* PROVIDED TEXT

What I see as an outside observer is that your WW was commitment-phobic at that stage. I knew a woman like her back in the day. Beautiful, athletic, bubbly personality. Every man wanted to be in her trousers. She was quite the libertine who freely engaged in sex with a wide variety of men, at whim, depending on what kind of male attention she fancied at the moment: a college athlete, a wealthy businessman, a brooding artist, etc. I was one of her ponies and I can tell you that she had the ability, while with me, to make me feel as if I was her favorite. She was express on the point that she would not be exclusive with anybody, and it was a time in my life where I was busy, so I was okay with the occasional favors I enjoyed in her bed from time to time.

* DATA SHOWN
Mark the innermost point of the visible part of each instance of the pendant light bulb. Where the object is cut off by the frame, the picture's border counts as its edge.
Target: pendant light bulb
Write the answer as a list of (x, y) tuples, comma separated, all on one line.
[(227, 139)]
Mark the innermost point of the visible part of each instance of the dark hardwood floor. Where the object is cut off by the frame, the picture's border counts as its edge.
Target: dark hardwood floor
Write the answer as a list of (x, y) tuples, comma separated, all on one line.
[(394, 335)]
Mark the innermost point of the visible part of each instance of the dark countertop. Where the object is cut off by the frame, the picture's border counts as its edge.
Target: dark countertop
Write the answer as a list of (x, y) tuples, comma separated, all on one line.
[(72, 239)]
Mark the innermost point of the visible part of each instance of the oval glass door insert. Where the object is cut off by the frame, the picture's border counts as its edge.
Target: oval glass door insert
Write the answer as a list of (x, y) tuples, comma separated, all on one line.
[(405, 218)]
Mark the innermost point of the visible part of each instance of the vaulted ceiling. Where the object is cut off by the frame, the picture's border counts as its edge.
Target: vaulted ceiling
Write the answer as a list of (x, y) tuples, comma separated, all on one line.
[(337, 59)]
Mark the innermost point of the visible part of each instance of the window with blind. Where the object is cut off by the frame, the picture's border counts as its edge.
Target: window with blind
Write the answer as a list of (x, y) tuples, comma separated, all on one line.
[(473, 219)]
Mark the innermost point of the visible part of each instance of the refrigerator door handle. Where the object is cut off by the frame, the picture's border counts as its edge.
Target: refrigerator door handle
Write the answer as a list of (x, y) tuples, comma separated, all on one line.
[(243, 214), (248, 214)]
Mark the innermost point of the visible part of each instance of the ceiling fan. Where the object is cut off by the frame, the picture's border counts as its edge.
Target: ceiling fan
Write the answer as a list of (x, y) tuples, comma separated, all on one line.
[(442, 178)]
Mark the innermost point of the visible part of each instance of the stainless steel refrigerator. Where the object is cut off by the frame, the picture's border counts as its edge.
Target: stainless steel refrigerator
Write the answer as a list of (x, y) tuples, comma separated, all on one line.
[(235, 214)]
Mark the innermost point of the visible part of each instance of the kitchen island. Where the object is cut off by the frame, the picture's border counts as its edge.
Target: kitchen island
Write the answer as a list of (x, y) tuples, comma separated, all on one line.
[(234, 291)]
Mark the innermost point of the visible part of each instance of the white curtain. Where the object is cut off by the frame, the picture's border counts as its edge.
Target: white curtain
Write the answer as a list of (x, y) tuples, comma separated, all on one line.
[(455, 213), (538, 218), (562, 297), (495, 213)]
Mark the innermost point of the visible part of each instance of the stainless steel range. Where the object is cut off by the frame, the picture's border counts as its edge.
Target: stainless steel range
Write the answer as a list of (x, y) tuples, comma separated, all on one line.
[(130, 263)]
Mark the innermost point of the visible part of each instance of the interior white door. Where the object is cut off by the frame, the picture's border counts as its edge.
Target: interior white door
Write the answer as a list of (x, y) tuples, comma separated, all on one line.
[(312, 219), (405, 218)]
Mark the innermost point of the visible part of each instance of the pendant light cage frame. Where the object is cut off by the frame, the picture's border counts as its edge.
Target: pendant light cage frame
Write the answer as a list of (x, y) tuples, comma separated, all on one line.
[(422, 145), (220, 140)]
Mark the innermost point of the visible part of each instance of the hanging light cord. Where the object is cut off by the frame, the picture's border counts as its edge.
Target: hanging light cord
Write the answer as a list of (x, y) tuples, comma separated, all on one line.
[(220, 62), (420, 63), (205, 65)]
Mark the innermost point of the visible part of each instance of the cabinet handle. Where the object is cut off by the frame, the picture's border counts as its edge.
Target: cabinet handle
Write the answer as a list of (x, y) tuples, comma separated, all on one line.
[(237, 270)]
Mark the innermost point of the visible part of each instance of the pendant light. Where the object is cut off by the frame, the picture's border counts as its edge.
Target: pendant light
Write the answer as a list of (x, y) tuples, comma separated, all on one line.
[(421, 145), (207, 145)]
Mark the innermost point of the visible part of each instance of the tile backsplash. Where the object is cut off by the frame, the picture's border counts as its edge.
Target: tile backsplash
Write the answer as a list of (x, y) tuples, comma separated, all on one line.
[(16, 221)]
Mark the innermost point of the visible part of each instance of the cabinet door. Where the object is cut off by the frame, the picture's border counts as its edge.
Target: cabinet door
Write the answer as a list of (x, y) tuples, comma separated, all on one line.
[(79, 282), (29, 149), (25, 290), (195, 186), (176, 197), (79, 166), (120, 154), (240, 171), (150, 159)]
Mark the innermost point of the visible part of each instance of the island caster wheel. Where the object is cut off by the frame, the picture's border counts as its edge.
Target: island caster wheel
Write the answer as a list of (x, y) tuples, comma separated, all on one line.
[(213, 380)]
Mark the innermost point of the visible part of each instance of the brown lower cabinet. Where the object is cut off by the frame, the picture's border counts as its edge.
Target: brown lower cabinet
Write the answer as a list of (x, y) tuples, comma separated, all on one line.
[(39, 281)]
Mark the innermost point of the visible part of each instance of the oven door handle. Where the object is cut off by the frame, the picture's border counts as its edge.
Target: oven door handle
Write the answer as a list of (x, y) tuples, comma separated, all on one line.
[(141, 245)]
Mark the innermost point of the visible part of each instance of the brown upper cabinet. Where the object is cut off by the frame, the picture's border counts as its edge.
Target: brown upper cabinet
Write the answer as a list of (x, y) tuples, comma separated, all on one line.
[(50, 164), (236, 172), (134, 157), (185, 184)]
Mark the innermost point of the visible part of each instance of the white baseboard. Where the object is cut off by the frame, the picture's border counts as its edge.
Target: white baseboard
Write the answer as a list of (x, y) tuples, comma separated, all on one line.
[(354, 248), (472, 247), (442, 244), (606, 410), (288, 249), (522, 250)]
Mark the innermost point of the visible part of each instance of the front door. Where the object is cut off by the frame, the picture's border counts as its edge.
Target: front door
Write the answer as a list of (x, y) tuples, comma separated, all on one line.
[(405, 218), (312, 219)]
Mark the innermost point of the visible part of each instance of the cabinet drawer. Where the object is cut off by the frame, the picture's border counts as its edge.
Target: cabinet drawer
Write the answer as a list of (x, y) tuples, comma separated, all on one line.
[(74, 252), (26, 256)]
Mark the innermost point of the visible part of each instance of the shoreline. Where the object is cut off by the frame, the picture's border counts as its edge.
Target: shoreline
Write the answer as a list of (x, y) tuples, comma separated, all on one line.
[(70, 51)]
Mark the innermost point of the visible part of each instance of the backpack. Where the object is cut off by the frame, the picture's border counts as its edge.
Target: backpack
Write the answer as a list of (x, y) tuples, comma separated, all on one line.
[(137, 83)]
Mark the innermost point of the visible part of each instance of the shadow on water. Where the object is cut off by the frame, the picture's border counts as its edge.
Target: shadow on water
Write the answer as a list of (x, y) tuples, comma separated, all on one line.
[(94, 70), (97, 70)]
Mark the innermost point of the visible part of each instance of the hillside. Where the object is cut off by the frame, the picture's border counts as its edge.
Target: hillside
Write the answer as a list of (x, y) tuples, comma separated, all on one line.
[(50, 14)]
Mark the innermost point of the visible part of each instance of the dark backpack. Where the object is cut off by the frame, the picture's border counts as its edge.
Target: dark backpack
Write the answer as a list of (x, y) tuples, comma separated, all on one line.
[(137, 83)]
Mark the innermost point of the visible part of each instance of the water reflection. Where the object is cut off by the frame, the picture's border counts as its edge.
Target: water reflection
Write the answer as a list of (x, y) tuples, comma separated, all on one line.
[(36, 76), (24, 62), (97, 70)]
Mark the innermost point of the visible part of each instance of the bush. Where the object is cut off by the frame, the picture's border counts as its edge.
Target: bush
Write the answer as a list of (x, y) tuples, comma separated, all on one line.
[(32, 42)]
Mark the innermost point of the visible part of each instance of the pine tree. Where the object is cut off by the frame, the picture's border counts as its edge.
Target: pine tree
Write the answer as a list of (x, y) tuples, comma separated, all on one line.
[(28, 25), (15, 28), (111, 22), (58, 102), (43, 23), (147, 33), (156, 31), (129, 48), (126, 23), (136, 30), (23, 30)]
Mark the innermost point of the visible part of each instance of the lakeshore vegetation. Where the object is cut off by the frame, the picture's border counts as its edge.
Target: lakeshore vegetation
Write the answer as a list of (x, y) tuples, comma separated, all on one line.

* SET PROBLEM A
Answer these questions about the post:
(i) What three qualities does the writer first give for the woman known back in the day?
(ii) What three kinds of men are named as examples of the attention she fancied?
(iii) On what point was she express?
* SET PROBLEM B
Can you arrange the records in the part that opens with the line containing "of the front" and closes with the line containing "[(405, 218), (312, 219)]" as a two-column CSV with the columns request and answer? Use one row per request, put each value in a single quoted field, and replace line breaks with spaces.
The records are unrelated to the post.

* TASK RESPONSE A
(i) Beautiful, athletic, and a bubbly personality.
(ii) A college athlete, a wealthy businessman, and a brooding artist.
(iii) That she would not be exclusive with anybody.

* TASK RESPONSE B
request,answer
"Mark the innermost point of the visible part of each instance of the front door. Where the object is cut off by the frame, the picture's border counts as its edge. Target: front door Write the answer as a list of (x, y) tuples, comma separated, all on one line.","[(405, 218), (312, 219)]"